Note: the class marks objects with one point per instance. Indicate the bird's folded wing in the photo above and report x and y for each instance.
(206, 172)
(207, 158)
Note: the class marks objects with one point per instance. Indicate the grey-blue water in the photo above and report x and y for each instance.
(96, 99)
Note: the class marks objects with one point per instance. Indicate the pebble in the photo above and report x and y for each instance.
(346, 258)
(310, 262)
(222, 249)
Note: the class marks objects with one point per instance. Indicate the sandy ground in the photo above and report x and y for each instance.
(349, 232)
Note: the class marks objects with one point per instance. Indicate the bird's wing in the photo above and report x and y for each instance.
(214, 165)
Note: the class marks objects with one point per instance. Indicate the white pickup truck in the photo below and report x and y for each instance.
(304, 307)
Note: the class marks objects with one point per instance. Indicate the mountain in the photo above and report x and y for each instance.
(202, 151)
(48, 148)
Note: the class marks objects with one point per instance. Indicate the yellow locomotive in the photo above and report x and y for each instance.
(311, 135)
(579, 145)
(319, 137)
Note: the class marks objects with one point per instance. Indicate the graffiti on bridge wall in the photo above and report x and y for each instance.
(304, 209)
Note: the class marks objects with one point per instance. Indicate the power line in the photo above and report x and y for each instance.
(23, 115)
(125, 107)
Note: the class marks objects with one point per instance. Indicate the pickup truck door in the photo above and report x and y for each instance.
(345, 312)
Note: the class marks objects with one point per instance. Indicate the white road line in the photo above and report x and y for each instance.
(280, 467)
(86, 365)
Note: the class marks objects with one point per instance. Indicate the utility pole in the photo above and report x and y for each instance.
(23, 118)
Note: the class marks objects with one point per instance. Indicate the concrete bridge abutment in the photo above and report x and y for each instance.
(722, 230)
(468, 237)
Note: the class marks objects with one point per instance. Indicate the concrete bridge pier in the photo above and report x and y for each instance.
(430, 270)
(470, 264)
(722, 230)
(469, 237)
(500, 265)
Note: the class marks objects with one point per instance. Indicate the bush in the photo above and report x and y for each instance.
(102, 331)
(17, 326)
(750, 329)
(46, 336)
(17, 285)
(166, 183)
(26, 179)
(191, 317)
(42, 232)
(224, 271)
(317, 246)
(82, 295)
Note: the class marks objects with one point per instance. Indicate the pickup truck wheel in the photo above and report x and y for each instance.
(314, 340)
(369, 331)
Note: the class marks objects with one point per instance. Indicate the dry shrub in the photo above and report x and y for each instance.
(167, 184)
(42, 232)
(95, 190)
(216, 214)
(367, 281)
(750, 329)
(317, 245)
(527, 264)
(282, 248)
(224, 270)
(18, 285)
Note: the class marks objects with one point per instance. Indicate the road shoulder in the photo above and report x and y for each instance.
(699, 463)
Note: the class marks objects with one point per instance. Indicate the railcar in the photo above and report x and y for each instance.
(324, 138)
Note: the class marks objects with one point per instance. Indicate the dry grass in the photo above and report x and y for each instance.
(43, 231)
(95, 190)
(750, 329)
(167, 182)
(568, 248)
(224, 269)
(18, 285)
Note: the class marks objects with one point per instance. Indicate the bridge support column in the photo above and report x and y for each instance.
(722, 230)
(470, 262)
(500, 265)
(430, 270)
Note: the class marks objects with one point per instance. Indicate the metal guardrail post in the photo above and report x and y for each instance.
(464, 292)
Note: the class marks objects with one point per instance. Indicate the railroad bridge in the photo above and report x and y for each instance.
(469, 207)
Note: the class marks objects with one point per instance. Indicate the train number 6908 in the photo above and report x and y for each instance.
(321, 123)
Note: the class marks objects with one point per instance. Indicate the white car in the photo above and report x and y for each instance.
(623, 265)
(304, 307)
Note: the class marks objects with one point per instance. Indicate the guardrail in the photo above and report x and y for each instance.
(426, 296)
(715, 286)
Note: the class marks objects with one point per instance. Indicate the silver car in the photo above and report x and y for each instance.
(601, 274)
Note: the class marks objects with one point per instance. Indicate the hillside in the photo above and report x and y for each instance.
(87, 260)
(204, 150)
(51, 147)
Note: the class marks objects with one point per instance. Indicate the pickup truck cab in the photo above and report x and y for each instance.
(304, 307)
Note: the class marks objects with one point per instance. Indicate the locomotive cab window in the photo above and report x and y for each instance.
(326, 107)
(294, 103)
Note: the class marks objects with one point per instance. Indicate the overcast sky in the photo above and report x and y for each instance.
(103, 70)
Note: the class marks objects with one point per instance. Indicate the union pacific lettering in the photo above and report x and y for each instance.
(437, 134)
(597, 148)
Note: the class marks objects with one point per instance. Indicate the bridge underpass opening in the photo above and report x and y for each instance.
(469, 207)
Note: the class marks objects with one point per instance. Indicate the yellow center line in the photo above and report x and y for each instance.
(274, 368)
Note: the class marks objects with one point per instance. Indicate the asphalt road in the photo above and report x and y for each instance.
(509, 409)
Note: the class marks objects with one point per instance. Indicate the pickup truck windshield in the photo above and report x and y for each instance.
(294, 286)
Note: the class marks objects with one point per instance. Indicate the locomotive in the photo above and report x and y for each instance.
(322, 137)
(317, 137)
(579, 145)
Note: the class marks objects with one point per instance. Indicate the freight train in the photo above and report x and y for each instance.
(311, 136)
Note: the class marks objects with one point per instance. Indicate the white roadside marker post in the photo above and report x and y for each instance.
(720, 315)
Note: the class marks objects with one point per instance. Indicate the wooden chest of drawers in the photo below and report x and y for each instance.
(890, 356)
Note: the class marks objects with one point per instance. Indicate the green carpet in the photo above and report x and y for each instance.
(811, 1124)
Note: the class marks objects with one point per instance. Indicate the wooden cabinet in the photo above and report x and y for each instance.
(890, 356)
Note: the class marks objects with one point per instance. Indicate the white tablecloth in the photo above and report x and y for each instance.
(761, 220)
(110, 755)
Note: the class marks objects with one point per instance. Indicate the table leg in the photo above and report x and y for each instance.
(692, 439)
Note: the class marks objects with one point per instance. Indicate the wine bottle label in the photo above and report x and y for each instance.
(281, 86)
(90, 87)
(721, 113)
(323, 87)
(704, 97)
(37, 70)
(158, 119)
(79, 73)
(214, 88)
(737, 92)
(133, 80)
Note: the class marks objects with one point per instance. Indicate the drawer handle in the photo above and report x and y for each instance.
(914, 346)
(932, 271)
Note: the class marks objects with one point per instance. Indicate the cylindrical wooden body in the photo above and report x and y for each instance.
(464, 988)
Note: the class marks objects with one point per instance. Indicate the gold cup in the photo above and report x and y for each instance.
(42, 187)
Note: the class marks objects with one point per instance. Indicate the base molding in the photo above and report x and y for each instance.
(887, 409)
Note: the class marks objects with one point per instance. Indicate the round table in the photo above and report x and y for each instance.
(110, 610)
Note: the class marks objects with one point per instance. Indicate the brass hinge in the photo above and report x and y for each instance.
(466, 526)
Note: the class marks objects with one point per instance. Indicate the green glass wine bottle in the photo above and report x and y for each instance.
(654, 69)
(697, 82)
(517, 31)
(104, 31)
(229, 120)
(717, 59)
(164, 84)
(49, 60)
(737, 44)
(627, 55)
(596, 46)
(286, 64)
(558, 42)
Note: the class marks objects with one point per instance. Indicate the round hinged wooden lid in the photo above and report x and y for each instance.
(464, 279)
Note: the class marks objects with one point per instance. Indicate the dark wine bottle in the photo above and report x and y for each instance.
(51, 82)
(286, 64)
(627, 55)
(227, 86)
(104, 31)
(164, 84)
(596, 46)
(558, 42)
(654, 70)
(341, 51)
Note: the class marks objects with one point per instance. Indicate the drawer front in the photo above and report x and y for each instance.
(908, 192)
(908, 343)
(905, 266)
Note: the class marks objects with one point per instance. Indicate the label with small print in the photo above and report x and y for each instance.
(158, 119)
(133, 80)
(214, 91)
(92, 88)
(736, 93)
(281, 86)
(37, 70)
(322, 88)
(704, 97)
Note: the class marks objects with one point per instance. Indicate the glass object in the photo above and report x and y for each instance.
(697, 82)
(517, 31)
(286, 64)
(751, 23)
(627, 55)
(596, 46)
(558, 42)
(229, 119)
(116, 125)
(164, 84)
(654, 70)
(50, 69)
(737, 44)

^^^^^^^^

Requirements: Return the line that contains "Indicate the gold" along with every line after it through the end of the entries, exactly, adding nothing.

Output for this exercise:
Note: the class marks objects with one point per instance. Indicate the gold cup in the photo above and report x and y for each instance.
(42, 187)
Note: the class marks objects with one point per instance. Indicate the base molding in the photo above and report x and y for each instance.
(887, 409)
Note: the class marks objects with one point per instance. Indicate the round table in the photo above and report x and y for each instance.
(110, 610)
Note: the class marks objects with one point per instance. Indicate the brass hinge in the photo above and report x and y for each instance.
(466, 526)
Note: the class marks objects with one point per instance. Indicate the green glass wine bottle in the photo above and report x and y for each instance.
(654, 69)
(697, 82)
(517, 31)
(104, 31)
(229, 120)
(717, 59)
(164, 84)
(49, 60)
(737, 44)
(627, 55)
(596, 46)
(286, 64)
(558, 42)
Note: the class marks objects with one point per instance. Indicate the round hinged wooden lid in the photo above and report x and y for each instance.
(464, 279)
Note: the class marks objects with one point per instance. Indicate the dark wine bottle in the photo above and report x and y for each instance.
(51, 82)
(286, 64)
(627, 55)
(227, 86)
(104, 31)
(164, 84)
(596, 46)
(558, 42)
(654, 70)
(341, 51)
Note: the class marks objects with one point per instance. Indicate the drawer front in the photo above and report x and y for each instance.
(908, 192)
(908, 343)
(905, 266)
Note: the class marks objects with one point per instance. Indicate the label with small print in the photo above and report x and y for each instance.
(158, 119)
(133, 80)
(214, 91)
(92, 88)
(736, 93)
(281, 86)
(37, 70)
(322, 88)
(704, 97)
Note: the class marks objects with one point per instance. Indicate the glass object in the photo above and report x and y for each instance.
(697, 82)
(517, 31)
(286, 64)
(751, 23)
(627, 55)
(596, 46)
(558, 42)
(229, 119)
(116, 125)
(164, 84)
(654, 70)
(50, 69)
(737, 44)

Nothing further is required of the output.